Task input:
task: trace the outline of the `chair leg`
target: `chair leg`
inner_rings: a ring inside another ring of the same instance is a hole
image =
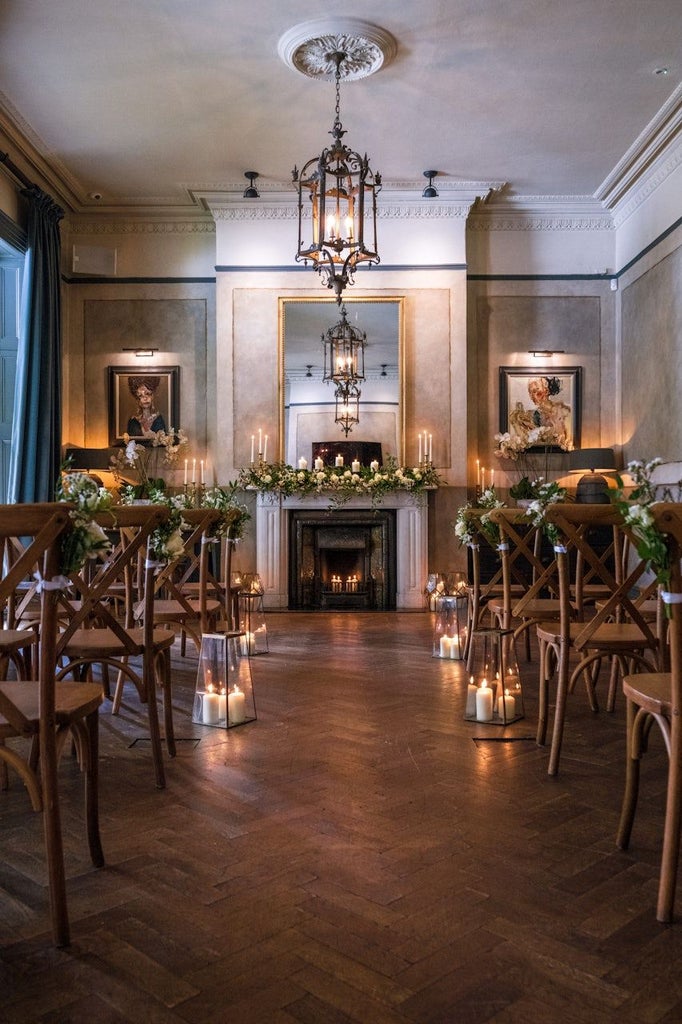
[[[673,735],[675,731],[673,730]],[[664,924],[672,921],[677,884],[677,865],[680,853],[680,800],[682,799],[682,761],[679,741],[670,751],[668,765],[668,791],[665,802],[663,854],[658,882],[656,919]]]
[[[545,740],[547,739],[547,708],[549,703],[549,680],[552,676],[552,671],[550,669],[550,660],[553,656],[552,647],[545,640],[540,640],[539,655],[540,668],[538,679],[538,730],[535,742],[539,747],[544,747]]]
[[[163,724],[166,733],[166,747],[168,756],[175,757],[175,729],[173,726],[173,694],[171,689],[171,656],[170,651],[163,651],[159,655],[158,671],[161,678],[163,692]]]
[[[637,810],[637,798],[639,796],[640,761],[642,757],[641,743],[636,736],[642,735],[641,723],[638,728],[637,706],[634,701],[626,700],[626,740],[625,740],[625,790],[623,793],[623,805],[620,811],[620,822],[616,835],[616,846],[620,850],[627,850],[630,845],[632,826]],[[641,716],[640,716],[641,717]]]
[[[69,911],[66,903],[64,850],[62,847],[62,826],[57,790],[57,758],[54,742],[41,744],[40,771],[52,935],[56,946],[68,946],[70,942]]]
[[[104,867],[104,851],[99,834],[99,712],[88,715],[87,767],[85,771],[85,821],[90,859],[96,868]]]
[[[559,772],[559,758],[561,757],[561,744],[564,736],[564,721],[566,719],[566,698],[568,697],[568,648],[561,645],[559,651],[559,667],[557,671],[556,704],[554,707],[554,728],[552,730],[552,746],[549,753],[548,775],[557,775]]]
[[[161,732],[159,730],[159,706],[156,700],[156,666],[153,655],[149,660],[145,658],[144,685],[147,699],[147,718],[149,720],[149,738],[152,745],[152,760],[154,762],[154,774],[156,775],[157,789],[166,788],[166,775],[163,767],[163,750],[161,747]]]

Work item:
Return exactly, and only, the lines from the start of the listing through the line with "inner_rings: a ring".

Solved problem:
task: trace the outline of the `chair leg`
target: `chair leg`
inner_rings: a ring inside another ring of the same instance is a hole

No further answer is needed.